Text excerpt:
------------------------------------------------------------

I thought this might be a nice antidote.

Please, educate me.

karlhenning

Cor, no response, eh?

Somehow, the first PDQ Bach album I ever bought on vinyl, is still my favorite . . . with Hansel & Gretel & Ted & Alice, the O.K. Chorale from the "Toot" Suite & the The Art of the Ground Round.  Album was called The Intimate PDQ Bach, and the cover is a parody of the famous RenĂ© Prinet canvas, Kreutzer Sonata.

karlhenning

There was the sort-of-obligatory band piece which we played once, but since I had already gotten past the initial what fun this Bach imposture can be phase, I didn't find the band work engaging enough on its own (somehow).

Joe Barron

I saw Schickele perform PDQ Bach in Philadelphia way back in 1974, and it stays in my memory as one of the funniest afternoons I've spent in a theater. Schickele's humor comes from many directions at once: there's the parody of various musical styles, the odd instruments, multi-lingual wordkplay (Wachet Arf, Peruckenstuck, The Toot Suite), and, best of all, to my mind, the satire of business of music scholarship. If you haven't read The Intimate Biography of PDQ Bach, I'd recommend grabbing it used somewhere. The text begins with the word "It," which is, of course, footnoted.

------------------------------------------------------------

Information shown:
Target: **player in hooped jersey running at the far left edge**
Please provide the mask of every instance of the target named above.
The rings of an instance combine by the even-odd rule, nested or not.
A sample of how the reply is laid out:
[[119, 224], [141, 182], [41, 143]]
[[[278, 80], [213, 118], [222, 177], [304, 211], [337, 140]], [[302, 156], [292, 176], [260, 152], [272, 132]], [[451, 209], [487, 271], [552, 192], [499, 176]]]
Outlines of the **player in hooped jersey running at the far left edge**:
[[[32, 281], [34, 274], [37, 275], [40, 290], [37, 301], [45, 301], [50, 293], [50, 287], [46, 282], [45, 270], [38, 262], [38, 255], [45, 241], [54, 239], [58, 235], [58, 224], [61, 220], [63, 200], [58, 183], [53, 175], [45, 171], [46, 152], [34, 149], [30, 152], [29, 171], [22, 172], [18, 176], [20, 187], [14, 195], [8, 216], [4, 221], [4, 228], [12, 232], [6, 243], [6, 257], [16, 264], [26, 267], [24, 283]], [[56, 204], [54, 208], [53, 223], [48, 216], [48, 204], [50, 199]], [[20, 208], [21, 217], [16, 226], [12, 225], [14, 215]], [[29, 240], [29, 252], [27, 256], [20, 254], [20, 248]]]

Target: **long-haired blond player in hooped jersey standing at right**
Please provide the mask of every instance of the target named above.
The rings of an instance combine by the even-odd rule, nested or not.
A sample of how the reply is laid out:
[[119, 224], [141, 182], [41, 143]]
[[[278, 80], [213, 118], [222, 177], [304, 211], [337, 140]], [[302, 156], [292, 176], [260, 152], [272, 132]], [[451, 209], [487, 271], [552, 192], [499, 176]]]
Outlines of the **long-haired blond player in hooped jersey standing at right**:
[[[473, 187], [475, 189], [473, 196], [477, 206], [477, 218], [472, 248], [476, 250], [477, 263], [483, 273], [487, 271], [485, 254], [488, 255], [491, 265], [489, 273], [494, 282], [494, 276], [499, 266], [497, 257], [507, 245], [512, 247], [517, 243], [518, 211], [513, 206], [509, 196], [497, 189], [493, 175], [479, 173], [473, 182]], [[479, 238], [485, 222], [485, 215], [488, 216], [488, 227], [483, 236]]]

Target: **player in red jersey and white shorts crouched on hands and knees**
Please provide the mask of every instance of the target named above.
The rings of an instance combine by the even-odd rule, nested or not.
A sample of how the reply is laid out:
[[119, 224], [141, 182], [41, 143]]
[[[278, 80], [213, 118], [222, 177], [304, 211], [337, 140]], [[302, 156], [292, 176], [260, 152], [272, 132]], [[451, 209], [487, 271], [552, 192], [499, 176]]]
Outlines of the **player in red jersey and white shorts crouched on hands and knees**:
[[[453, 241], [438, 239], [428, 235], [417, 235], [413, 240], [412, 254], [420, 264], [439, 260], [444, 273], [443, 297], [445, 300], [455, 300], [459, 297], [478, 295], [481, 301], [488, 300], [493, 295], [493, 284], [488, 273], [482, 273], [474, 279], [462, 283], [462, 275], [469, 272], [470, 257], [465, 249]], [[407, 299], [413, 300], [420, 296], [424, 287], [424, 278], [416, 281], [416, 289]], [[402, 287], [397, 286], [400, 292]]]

------------------------------------------------------------

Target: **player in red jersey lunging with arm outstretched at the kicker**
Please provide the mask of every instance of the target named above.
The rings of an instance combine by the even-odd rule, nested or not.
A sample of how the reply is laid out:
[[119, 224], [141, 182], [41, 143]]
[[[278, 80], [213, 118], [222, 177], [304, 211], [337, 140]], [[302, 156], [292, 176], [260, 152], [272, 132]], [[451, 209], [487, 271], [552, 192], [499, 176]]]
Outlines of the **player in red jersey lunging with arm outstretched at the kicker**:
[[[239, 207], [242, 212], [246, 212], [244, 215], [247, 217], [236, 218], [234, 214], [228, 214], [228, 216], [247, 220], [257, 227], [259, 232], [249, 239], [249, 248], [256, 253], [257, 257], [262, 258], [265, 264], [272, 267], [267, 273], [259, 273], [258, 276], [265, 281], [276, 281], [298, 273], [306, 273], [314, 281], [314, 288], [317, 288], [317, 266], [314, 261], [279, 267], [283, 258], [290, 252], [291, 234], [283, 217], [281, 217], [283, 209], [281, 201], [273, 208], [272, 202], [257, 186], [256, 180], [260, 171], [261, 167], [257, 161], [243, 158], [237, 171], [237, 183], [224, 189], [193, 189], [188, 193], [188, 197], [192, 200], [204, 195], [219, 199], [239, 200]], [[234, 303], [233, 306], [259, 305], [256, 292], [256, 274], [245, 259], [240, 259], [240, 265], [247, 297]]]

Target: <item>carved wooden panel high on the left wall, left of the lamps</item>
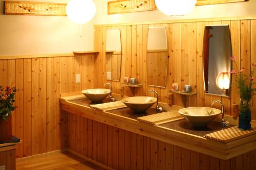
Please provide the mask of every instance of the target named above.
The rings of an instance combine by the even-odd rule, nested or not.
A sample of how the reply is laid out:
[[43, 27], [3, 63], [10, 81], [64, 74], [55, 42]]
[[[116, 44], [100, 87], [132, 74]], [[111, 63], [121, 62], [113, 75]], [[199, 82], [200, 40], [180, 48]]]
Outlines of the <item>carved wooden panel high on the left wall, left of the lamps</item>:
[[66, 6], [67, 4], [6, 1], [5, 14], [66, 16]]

------------------------------------------------------------

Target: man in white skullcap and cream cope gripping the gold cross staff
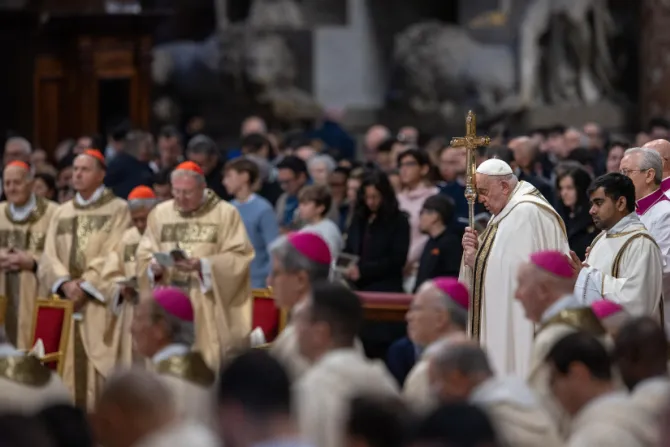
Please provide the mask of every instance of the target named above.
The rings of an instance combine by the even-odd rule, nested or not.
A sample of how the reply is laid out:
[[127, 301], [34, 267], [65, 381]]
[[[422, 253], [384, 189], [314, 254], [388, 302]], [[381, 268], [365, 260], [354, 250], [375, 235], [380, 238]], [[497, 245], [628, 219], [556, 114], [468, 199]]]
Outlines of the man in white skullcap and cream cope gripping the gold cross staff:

------------------------------------------------------------

Apply what you read:
1 > According to the PDQ Bach discussion, in what city and year did one poster see Schickele perform?
2 > In the PDQ Bach discussion, why did the poster who played the band piece not find it engaging enough on its own?
3 > Quote the PDQ Bach discussion from "Please, educate me." to "its own (somehow).".

Task responses:
1 > Philadelphia, in 1974.

2 > By the time the poster played it, they had already gotten past the early phase of enjoying how much fun the Bach imposture can be. So the band work did not hold their interest by itself.

3 >
Please, educate me.

karlhenning

Cor, no response, eh?

Somehow, the first PDQ Bach album I ever bought on vinyl, is still my favorite . . . with Hansel & Gretel & Ted & Alice, the O.K. Chorale from the "Toot" Suite & the The Art of the Ground Round.  Album was called The Intimate PDQ Bach, and the cover is a parody of the famous RenĂ© Prinet canvas, Kreutzer Sonata.

karlhenning

There was the sort-of-obligatory band piece which we played once, but since I had already gotten past the initial what fun this Bach imposture can be phase, I didn't find the band work engaging enough on its own (somehow).